**EXCERPT TO READ**
□ □ □
Nancy is perplexed as to why Hank would be calling her but realizing her situation is dire, she takes him up on his offer to meet him at his apartment. When the duo finally comes face to face, it is possibly the most awkward moment in filmdom. He opens the door covered in tin foil. Of course, this is odd and Nancy immediately becomes wary. The two approach one another like animals in a pre-mating ritual, unsure and definitely cautious. However, when their eyes meet, you see the spark between the unlikely couple. They are kindred spirits, you might say. Both attempt to make small talk with Nancy looking as if she wants to bolt at any minute.
Finally, fed up with the weirdness, Nancy decides to leave. Not wanting to lose her, Hank attempts to prove to her that they do have something in common and that is when they find out about their mutual love of poetry. When he reveals that he is a writer, she is intrigued and wants to see his work but he is hesitant because he doesn’t want to be rejected by her. Reluctantly, he lets her read one of his poems. Instead, she is amazed at how talented he is. The entire time that Hank is trying to be “normal” he keeps getting bombarded by horrific imagery, namely the Mad Brain Surgeon (Bruce Campbell again) trying to inject him with a super hypodermic. These fantasies trigger seizure like symptoms and when he is in that state, he accidentally knocks Nancy out because he thinks she’s the Surgeon.
When he realizes what he’s done, he tries to revive her only to have her hallucinate that he is Comet, the gang leader. She pulls a gun on him and almost blows him away. Horrified, she extricates herself from Hank and runs away into the night.
Knight in Shining Armor to the Rescue
We do know that Hank is a bit of an agoraphobic since he hasn’t left his apartment in six months. But something propels him into leaving to rescue Nancy. It is a bit of a struggle for him with the doorknob emitting an electric shock but he overcomes all this by strapping on a suit of tin foil which oddly enough looks like armor. He becomes a knight in search of his lady.
Out on the mean streets again, Nancy is trying to avoid trouble but it finds her. Before Comet and his thugs can blow her away, Hank appears and starts fighting for the love of his life. Meanwhile, in all the chaos, Nancy has a breakdown. Picking up her revolver, she decides to end it all. After Hank vanquishes the evil, he is chased by a gigantic spider. This puts him in a panic. He pleads for Nancy to help him. She tries aiming her gun but has nothing in her scope since she can’t see the arachnid. So, she fires a round off and ends up nailing a garbage truck shattering Hank’s delusion.
The “Happily Ever After”
Do they live happily ever after? We might not ever know but we can be certain that they will start a journey as a couple because Hank takes her to Michigan to his brother’s wedding. What I enjoy so much about Josh Becker’s work is that he takes a genre and the conventions that we are familiar with and turns them upside down. With Lunatics: A Love Story, he manages to blend horror, psychedelia and romance almost like the films of Roger Corman in the 60’s.
Ted Raimi and Deborah Foreman really shine in this film. They pour their hearts and souls into their characters and it shows. For those who think that Raimi doesn’t have the potential to be a leading man and are only use to him playing comical second bananas, they will be pleasantly surprised. If you are tired of reboots, reimaginings, remakes, etc., pick up this Josh Becker gem. Hollywood could definitely use more creators like him.
□ □ □
**INFORMATION PROVIDED**

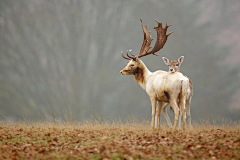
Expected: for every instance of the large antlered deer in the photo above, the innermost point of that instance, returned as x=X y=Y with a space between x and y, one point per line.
x=174 y=66
x=161 y=86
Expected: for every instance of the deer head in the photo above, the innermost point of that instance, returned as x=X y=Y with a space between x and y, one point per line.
x=134 y=62
x=174 y=66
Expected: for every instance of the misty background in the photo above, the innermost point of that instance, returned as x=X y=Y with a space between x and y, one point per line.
x=62 y=58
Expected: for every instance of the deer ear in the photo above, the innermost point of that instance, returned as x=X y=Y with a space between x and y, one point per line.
x=165 y=60
x=136 y=59
x=180 y=59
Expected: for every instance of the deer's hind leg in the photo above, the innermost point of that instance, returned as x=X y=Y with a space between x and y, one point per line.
x=176 y=110
x=153 y=102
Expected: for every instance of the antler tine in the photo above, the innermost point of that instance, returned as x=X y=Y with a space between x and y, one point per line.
x=125 y=57
x=160 y=42
x=131 y=54
x=161 y=37
x=146 y=41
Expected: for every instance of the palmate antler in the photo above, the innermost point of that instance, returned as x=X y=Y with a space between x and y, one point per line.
x=160 y=42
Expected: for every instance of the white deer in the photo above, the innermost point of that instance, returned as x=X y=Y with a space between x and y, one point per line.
x=161 y=86
x=174 y=66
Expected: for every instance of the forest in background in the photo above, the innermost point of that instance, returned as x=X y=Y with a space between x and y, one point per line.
x=62 y=57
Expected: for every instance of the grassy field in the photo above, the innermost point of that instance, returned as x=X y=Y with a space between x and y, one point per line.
x=94 y=140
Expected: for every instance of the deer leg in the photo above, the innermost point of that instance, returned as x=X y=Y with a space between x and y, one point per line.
x=153 y=102
x=188 y=103
x=164 y=106
x=182 y=102
x=159 y=106
x=176 y=110
x=180 y=118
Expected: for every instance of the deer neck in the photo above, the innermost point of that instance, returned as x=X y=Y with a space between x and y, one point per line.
□ □ □
**WHAT THE TASK REQUIRES**
In the review of Lunatics: A Love Story above, where does Hank take Nancy at the end of the film?

**EXPECTED OUTPUT**
To Michigan, for his brother's wedding.